EXERCISE REQUIREMENTS
Print the range of lines that opens with the line containing "finger in the photo above." and closes with the last line of the listing. Include both ends; print nothing more.

## Begin DATA TO PROCESS

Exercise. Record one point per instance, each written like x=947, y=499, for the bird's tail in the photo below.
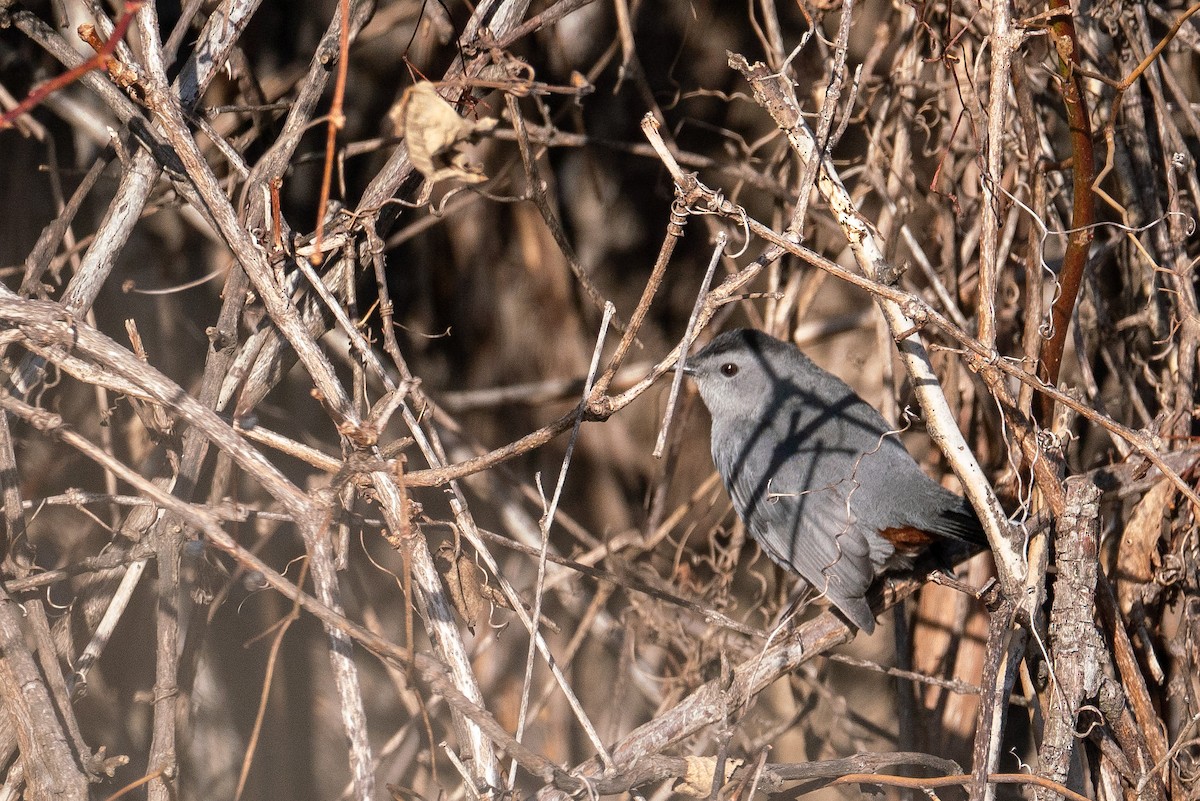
x=960, y=522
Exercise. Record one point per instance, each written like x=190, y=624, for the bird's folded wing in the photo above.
x=814, y=535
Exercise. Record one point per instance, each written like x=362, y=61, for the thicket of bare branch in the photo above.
x=336, y=338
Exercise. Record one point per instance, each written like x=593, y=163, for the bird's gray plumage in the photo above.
x=814, y=470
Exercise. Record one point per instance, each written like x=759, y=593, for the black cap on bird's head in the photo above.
x=739, y=372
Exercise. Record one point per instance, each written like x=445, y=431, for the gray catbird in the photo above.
x=816, y=474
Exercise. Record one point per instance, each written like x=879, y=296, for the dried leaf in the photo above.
x=697, y=783
x=465, y=584
x=1138, y=554
x=435, y=133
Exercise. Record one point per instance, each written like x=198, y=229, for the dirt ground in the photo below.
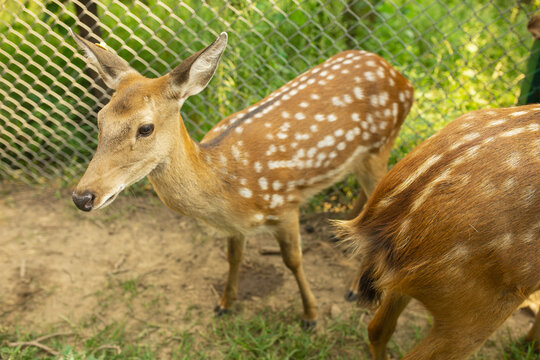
x=62, y=267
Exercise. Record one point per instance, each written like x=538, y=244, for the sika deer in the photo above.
x=455, y=225
x=253, y=169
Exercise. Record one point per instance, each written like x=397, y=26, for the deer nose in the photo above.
x=84, y=201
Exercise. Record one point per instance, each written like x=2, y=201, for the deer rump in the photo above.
x=459, y=214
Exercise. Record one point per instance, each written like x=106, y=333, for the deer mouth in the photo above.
x=110, y=198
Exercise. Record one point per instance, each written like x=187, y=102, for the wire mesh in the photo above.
x=459, y=55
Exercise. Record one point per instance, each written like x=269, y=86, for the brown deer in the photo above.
x=254, y=168
x=455, y=225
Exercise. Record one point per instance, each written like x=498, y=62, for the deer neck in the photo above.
x=187, y=181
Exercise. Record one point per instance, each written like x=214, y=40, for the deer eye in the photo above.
x=145, y=130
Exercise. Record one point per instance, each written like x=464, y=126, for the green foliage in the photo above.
x=459, y=55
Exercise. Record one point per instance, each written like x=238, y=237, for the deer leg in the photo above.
x=534, y=333
x=235, y=249
x=383, y=324
x=288, y=237
x=368, y=177
x=458, y=331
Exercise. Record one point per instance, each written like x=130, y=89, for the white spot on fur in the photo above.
x=259, y=217
x=277, y=200
x=512, y=132
x=358, y=93
x=327, y=141
x=300, y=136
x=513, y=160
x=257, y=166
x=369, y=76
x=245, y=192
x=336, y=101
x=263, y=183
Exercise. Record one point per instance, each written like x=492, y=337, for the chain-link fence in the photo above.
x=459, y=55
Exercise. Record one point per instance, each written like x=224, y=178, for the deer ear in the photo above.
x=194, y=73
x=111, y=67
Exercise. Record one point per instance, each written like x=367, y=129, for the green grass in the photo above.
x=266, y=334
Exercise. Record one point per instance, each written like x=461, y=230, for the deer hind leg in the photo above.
x=368, y=177
x=383, y=324
x=458, y=331
x=534, y=333
x=235, y=249
x=288, y=237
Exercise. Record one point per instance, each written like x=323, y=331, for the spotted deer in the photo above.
x=455, y=225
x=254, y=168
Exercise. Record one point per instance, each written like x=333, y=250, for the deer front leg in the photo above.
x=534, y=333
x=235, y=250
x=288, y=236
x=383, y=324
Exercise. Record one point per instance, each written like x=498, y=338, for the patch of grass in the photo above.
x=267, y=334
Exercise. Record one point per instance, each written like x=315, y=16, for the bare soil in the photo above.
x=139, y=263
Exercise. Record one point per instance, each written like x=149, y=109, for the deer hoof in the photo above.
x=351, y=296
x=221, y=311
x=308, y=325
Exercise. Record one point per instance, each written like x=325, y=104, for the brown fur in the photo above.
x=253, y=169
x=463, y=237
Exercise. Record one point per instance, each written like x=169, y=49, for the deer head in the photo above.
x=138, y=125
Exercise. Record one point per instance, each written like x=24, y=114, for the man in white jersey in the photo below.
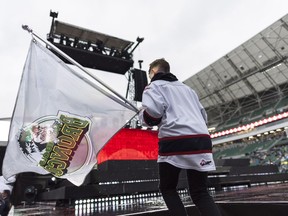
x=184, y=140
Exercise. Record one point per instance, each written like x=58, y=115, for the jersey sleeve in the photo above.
x=153, y=107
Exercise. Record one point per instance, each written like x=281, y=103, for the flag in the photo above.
x=61, y=119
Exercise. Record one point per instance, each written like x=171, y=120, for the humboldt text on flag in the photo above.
x=60, y=121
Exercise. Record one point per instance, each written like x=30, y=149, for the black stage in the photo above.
x=131, y=188
x=264, y=200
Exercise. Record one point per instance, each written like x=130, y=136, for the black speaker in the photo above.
x=140, y=80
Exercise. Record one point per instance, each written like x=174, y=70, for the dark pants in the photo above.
x=197, y=182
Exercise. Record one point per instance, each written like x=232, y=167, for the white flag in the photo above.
x=60, y=121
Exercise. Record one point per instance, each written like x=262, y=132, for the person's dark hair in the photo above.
x=162, y=64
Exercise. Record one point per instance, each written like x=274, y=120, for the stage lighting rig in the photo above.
x=92, y=49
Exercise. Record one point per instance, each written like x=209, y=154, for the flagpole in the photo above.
x=72, y=61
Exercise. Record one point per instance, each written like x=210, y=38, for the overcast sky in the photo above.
x=190, y=34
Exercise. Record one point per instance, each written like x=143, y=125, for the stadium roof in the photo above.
x=249, y=77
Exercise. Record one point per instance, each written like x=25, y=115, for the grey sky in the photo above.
x=190, y=34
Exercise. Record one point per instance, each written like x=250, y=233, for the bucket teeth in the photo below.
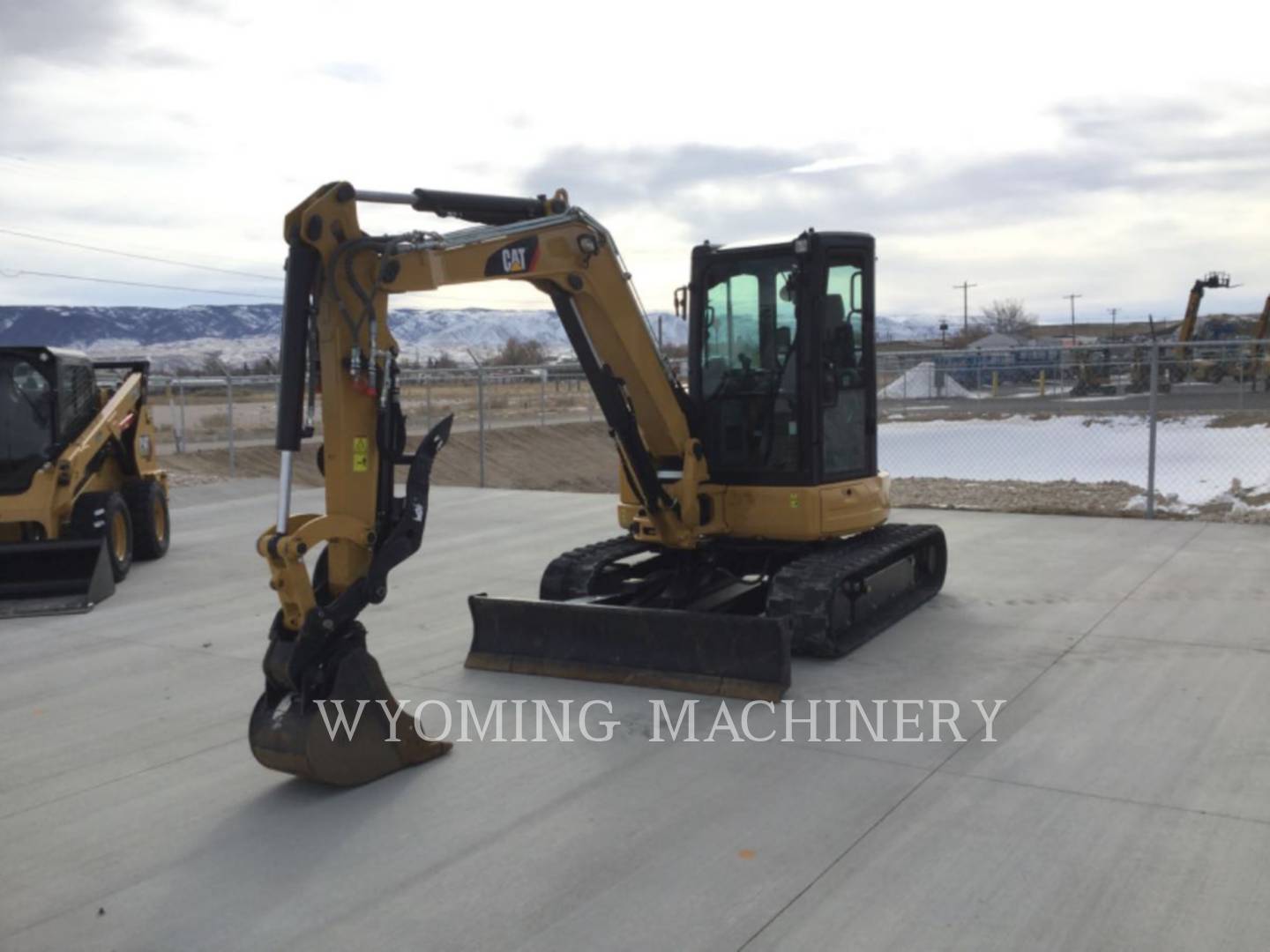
x=340, y=727
x=54, y=577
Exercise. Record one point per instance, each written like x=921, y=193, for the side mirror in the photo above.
x=828, y=386
x=784, y=342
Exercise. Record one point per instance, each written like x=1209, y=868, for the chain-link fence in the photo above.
x=1110, y=428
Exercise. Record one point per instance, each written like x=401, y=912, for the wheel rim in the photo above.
x=120, y=536
x=161, y=519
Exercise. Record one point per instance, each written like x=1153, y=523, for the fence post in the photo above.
x=176, y=428
x=228, y=409
x=1151, y=427
x=481, y=420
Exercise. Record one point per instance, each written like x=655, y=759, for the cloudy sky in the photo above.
x=1116, y=152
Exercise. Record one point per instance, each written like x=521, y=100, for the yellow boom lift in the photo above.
x=752, y=502
x=81, y=493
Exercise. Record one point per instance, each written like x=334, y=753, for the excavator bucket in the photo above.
x=700, y=652
x=354, y=734
x=56, y=576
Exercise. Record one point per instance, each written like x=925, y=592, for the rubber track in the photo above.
x=803, y=591
x=569, y=576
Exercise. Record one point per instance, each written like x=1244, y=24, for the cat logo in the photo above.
x=517, y=258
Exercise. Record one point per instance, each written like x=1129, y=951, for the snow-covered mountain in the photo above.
x=187, y=337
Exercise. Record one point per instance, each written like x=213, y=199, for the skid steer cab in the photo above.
x=81, y=493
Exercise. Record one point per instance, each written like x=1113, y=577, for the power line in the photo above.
x=138, y=257
x=966, y=303
x=1072, y=299
x=22, y=273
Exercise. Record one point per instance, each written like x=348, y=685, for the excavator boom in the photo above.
x=723, y=573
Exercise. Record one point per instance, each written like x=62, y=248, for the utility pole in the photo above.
x=966, y=303
x=1072, y=299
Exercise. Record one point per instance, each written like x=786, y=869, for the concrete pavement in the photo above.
x=1125, y=802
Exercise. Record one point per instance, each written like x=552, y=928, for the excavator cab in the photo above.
x=753, y=512
x=80, y=487
x=781, y=377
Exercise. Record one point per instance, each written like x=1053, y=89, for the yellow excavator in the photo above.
x=751, y=501
x=81, y=492
x=1186, y=362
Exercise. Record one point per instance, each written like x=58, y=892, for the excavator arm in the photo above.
x=335, y=334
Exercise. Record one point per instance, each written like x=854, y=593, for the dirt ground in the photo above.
x=579, y=457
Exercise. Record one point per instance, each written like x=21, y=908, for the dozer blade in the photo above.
x=700, y=652
x=290, y=733
x=57, y=576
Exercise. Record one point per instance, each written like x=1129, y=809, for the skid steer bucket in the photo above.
x=54, y=577
x=700, y=652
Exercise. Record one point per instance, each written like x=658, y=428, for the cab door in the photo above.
x=848, y=432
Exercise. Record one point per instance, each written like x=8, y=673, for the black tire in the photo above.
x=106, y=516
x=152, y=524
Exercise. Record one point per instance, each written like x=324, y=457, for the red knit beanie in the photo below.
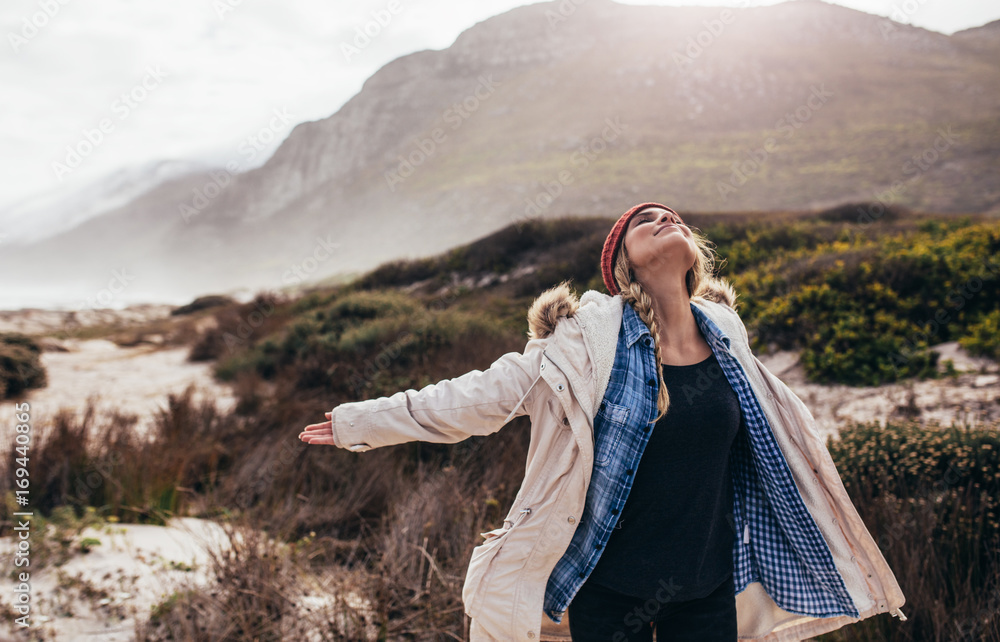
x=610, y=253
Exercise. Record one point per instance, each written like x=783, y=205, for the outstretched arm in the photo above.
x=476, y=403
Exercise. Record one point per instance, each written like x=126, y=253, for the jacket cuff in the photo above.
x=351, y=427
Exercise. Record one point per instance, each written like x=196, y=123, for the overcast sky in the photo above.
x=201, y=76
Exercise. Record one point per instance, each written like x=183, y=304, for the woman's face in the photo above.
x=659, y=243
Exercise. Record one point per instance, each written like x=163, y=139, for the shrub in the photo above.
x=20, y=365
x=983, y=337
x=930, y=496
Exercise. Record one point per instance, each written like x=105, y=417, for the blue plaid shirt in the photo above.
x=778, y=543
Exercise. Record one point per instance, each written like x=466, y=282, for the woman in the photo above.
x=735, y=522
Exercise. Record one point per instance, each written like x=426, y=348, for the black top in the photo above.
x=675, y=534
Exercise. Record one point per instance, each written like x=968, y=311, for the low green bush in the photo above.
x=20, y=365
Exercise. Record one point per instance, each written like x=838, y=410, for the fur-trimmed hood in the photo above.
x=559, y=301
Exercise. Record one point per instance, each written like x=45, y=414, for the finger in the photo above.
x=318, y=440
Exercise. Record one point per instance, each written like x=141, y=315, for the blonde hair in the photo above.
x=698, y=280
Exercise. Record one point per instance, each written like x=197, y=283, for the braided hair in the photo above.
x=698, y=280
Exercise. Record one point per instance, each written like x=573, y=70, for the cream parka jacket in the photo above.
x=559, y=381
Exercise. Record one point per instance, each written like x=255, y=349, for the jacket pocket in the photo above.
x=482, y=562
x=608, y=428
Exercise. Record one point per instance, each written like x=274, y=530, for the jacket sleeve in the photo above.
x=476, y=403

## End DATA TO PROCESS

COMPLETED TASK
Exercise. Record one point per instance, each written like x=45, y=414, for the finger in the photo above.
x=318, y=440
Exercise. Record one point per instance, each written like x=141, y=315, for the blonde hair in the photo above.
x=698, y=280
Exercise. Record one point per instance, each written like x=197, y=283, for the braided hair in the photo above.
x=698, y=280
Exercise. Record one point per instance, each written like x=573, y=70, for the cream parka jacket in the photo above.
x=559, y=381
Exercise. Record one point per instance, each written like x=255, y=349, for the jacket pocket in the photo above.
x=482, y=562
x=608, y=428
Exercise. Record one point per instance, each written like x=274, y=530, for the jacket sleeve in the photo above.
x=476, y=403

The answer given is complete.